## TASK BRIEF
Extract each line of the listing below that contains the string "ridge". Matching is case-sensitive.

--*--

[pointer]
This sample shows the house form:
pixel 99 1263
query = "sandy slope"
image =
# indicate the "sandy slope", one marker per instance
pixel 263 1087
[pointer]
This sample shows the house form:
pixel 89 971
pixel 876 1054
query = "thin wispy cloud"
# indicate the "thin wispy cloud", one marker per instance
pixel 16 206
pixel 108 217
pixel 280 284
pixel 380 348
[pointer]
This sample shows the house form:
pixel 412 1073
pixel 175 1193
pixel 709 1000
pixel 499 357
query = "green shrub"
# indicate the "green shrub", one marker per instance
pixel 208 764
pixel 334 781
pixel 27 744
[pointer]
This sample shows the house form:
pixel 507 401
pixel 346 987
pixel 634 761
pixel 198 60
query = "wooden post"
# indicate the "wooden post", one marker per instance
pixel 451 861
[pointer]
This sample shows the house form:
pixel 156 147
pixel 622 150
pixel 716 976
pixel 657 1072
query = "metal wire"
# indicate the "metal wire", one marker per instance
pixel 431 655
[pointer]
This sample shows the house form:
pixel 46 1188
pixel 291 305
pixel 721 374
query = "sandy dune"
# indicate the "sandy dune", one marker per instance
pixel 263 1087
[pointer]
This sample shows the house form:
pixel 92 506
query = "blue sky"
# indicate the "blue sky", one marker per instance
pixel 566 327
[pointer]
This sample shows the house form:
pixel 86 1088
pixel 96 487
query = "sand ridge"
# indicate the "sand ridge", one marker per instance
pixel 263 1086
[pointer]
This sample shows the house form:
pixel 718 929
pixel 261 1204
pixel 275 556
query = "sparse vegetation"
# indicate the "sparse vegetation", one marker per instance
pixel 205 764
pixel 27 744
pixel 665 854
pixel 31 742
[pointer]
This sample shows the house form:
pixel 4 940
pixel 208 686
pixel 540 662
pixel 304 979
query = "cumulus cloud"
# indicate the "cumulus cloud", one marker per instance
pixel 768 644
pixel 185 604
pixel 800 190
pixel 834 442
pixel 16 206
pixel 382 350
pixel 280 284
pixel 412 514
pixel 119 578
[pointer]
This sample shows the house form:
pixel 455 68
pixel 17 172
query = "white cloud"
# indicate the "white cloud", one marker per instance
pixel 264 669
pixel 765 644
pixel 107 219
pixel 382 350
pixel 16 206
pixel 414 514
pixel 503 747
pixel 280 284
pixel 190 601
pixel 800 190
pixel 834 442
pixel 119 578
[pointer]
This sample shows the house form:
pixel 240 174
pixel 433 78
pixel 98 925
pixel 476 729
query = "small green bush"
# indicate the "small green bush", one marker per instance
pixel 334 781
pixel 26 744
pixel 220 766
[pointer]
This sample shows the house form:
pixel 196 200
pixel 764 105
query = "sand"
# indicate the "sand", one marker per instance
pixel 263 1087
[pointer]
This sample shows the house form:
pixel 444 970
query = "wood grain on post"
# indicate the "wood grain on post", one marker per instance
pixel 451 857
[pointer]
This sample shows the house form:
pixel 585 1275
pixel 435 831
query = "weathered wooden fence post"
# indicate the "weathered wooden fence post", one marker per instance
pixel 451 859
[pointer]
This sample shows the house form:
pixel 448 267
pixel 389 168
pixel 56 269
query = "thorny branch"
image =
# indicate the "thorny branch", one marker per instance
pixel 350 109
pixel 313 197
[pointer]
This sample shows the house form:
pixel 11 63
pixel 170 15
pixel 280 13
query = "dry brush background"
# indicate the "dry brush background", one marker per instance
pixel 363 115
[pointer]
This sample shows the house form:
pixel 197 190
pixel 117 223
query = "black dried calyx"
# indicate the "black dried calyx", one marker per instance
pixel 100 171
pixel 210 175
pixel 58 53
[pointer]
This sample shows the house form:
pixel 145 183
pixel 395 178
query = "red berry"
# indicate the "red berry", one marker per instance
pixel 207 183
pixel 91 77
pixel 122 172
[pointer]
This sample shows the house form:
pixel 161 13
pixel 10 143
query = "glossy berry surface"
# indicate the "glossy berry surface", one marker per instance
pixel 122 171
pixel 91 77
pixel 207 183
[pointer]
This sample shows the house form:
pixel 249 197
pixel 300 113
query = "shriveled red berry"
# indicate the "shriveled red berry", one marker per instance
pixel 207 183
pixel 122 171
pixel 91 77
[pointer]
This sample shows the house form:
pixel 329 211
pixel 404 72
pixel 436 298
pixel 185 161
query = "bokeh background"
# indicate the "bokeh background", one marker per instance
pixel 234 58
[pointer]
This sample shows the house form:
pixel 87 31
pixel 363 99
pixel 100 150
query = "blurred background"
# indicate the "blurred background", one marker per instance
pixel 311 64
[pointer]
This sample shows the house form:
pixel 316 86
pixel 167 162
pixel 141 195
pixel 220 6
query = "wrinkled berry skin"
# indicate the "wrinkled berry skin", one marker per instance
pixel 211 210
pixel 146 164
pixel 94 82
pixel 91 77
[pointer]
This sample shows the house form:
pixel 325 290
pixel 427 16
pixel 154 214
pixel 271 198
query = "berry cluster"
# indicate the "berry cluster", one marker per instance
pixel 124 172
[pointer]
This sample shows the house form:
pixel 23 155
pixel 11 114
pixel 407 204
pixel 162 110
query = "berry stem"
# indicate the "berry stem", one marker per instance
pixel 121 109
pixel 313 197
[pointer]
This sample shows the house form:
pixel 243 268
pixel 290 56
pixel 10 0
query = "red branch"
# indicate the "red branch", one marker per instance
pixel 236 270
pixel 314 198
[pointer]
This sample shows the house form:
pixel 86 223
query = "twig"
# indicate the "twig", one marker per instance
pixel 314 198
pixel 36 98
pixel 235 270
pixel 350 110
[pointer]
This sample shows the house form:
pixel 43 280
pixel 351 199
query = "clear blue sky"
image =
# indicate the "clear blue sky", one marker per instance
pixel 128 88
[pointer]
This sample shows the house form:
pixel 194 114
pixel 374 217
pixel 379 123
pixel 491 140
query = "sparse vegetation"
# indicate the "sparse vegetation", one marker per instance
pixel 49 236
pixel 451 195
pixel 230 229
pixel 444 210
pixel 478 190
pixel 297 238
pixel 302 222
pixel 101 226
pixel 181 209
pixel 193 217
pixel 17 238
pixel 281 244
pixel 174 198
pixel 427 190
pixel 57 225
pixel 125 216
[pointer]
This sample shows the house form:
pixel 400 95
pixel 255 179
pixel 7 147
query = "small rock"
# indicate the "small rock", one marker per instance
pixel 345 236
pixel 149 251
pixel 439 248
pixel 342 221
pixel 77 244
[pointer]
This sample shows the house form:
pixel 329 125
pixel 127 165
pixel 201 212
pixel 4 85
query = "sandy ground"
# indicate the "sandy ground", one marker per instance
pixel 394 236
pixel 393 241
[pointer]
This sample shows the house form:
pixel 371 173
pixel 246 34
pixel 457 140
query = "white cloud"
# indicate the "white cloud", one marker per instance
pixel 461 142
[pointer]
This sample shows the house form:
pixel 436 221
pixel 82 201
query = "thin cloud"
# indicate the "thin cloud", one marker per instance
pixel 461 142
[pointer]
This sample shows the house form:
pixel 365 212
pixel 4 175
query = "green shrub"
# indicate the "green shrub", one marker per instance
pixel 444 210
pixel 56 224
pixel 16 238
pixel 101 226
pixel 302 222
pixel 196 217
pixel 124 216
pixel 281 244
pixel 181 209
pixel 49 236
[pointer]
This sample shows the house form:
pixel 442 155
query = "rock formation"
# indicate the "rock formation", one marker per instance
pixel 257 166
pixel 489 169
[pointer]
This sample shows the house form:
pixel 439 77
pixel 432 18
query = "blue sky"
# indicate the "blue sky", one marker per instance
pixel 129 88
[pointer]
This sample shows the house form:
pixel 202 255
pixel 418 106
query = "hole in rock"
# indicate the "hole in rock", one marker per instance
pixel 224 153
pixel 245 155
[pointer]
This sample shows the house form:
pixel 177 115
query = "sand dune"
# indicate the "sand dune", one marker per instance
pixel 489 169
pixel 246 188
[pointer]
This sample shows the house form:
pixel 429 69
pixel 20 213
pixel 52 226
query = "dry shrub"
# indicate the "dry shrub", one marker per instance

--*--

## CORRECT ANSWER
query = "sand ridge"
# indicate the "sand ridge", one marker per instance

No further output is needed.